Best: Size, length, power, explosiveness, strength, agility, disruption, and usage
Worst: Motor, consistency
Projection: A starting interior defensive lineman with scheme diversity

Game Tape

Full Report

South Carolina defensive tackle Javon Kinlaw has a rare blend of size, power, explosiveness, and athleticism for the position. Kinlaw is a big, long defensive lineman at 6-foot-5 inches and 324 pounds, with 34 ⅞ inch arms, but carries his weight very well. While he certainly appears big standing next to smaller teammates, Kinlaw carries very little “bad” weight and has a long, a relatively lean and athletic build.

Kinlaw features a rare get-off with a very explosive first step. Kinlaw does a very good job of transferring speed into power and is able to drive single blockers yards into the backfield before they are able to anchor against his power. Kinlaw shows a good variety of pass rush moves, flashing a crisp club-rip move, an arm-over, and a long arm move, which he uses to contrast his potent bull rush. Kinlaw generally does a good job of placing his hands for inside or half-man leverage, maximizing his power. He matches his lower-body explosiveness with upper strength, showing the ability to bench press offensive linemen, create separation, and shed blocks.

> _Data for review_
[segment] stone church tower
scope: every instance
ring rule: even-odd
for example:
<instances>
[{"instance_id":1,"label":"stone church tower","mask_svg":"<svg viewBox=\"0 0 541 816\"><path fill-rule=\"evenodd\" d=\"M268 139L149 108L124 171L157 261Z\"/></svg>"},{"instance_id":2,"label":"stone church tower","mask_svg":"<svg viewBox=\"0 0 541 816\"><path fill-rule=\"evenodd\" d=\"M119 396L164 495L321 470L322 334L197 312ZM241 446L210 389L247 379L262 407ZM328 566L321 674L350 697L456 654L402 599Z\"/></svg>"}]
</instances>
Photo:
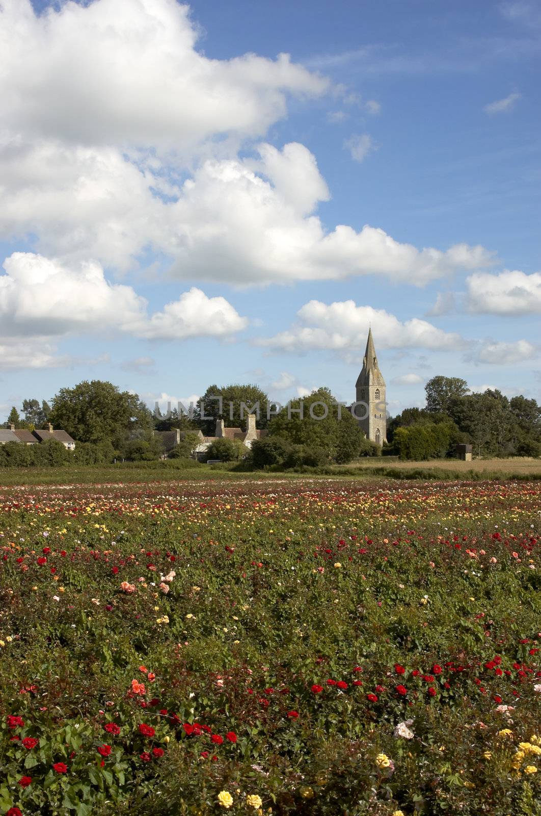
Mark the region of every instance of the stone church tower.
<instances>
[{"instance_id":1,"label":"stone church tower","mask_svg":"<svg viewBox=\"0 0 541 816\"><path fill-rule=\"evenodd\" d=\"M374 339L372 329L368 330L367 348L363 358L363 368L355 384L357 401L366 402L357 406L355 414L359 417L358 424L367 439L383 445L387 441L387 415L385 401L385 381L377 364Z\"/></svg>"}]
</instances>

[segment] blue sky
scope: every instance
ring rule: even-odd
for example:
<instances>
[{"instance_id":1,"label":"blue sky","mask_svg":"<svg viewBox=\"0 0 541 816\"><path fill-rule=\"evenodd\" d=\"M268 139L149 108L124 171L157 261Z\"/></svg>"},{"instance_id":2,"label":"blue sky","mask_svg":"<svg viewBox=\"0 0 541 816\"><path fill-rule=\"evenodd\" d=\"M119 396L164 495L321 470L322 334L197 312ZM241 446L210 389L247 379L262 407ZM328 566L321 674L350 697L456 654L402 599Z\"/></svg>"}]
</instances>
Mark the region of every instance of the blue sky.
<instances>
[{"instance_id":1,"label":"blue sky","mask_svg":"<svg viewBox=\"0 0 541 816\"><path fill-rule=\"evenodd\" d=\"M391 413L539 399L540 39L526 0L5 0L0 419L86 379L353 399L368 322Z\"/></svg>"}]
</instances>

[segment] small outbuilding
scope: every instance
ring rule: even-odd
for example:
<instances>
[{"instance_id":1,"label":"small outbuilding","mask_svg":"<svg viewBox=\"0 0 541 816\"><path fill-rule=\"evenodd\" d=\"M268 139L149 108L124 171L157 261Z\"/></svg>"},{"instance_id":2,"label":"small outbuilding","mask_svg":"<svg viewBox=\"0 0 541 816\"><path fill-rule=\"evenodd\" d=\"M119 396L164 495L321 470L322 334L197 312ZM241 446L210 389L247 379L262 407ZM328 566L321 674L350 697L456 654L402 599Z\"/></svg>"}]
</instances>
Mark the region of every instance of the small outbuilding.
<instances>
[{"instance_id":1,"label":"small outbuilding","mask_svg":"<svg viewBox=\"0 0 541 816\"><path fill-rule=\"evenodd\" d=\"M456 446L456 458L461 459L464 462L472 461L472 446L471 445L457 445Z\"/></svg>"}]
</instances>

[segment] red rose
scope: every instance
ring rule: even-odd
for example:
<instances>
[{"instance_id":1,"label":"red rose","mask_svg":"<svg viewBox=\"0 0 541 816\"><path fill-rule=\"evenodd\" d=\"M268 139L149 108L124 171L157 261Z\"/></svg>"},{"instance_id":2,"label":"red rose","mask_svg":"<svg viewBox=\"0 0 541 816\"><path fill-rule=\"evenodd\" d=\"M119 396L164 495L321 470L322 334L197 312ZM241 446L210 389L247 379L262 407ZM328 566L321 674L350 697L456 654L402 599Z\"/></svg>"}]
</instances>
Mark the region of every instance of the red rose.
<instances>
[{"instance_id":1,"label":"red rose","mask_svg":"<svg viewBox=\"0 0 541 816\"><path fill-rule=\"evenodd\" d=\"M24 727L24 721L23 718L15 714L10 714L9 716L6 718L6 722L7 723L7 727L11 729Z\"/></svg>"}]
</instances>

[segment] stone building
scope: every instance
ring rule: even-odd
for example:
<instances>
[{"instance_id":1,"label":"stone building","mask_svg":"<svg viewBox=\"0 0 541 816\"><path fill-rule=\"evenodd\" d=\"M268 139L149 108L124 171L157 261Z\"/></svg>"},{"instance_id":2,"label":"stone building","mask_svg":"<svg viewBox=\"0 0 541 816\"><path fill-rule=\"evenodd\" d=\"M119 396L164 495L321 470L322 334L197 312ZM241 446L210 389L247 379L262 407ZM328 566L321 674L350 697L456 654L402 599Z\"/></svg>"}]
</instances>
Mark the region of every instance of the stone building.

> _Task requirements_
A – From the Javon Kinlaw scouting report, repeat the passage that begins at the words "Full Report" and stops after "and athletic build.".
B – According to the Javon Kinlaw scouting report, how long are Kinlaw's arms?

> _Responses_
A –
Full Report

South Carolina defensive tackle Javon Kinlaw has a rare blend of size, power, explosiveness, and athleticism for the position. Kinlaw is a big, long defensive lineman at 6-foot-5 inches and 324 pounds, with 34 ⅞ inch arms, but carries his weight very well. While he certainly appears big standing next to smaller teammates, Kinlaw carries very little “bad” weight and has a long, a relatively lean and athletic build.

B – 34 ⅞ inches